What is required: Two lines below mark the span: the one containing "target | woman" and the one containing "target | short sleeve". Set down both, plus every line between, exactly as they stand, and nothing else.

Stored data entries
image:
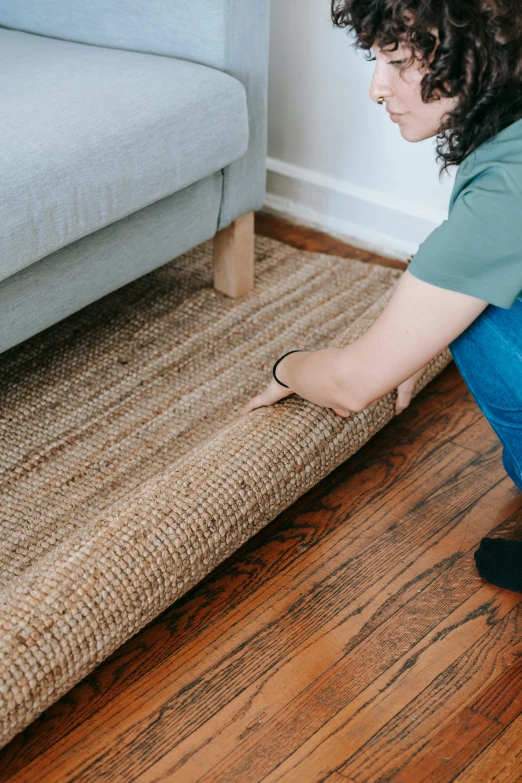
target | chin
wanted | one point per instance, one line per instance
(414, 135)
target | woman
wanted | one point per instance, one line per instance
(450, 68)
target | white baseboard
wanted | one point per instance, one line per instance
(377, 221)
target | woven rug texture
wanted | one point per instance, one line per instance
(126, 474)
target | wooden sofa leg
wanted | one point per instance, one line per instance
(233, 267)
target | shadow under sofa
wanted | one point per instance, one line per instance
(126, 141)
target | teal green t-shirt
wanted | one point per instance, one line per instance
(478, 249)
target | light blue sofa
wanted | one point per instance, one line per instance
(130, 132)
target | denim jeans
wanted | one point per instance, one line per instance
(488, 355)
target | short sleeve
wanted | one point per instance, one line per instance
(478, 249)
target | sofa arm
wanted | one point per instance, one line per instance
(231, 35)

Solved problem:
target | woman
wanted | one point per instance, one line per instance
(450, 68)
target | white baseboard
wanted | one point per instance, one line per instance
(377, 221)
target | woven rug texture
wanted | one point per instance, one line per instance
(126, 474)
target | wooden sofa leg
wanted | one point per instance, one line per instance
(233, 267)
target | shadow under sofa
wanted | one point per instance, one line per instance
(126, 141)
target | teal green t-shirt
wanted | one point per instance, one line per instance
(478, 249)
target | light blue sofa
wanted | one point per instance, one line per instance
(130, 132)
target | denim jeans
wanted | one point per instance, one line per instance
(488, 355)
target | short sleeve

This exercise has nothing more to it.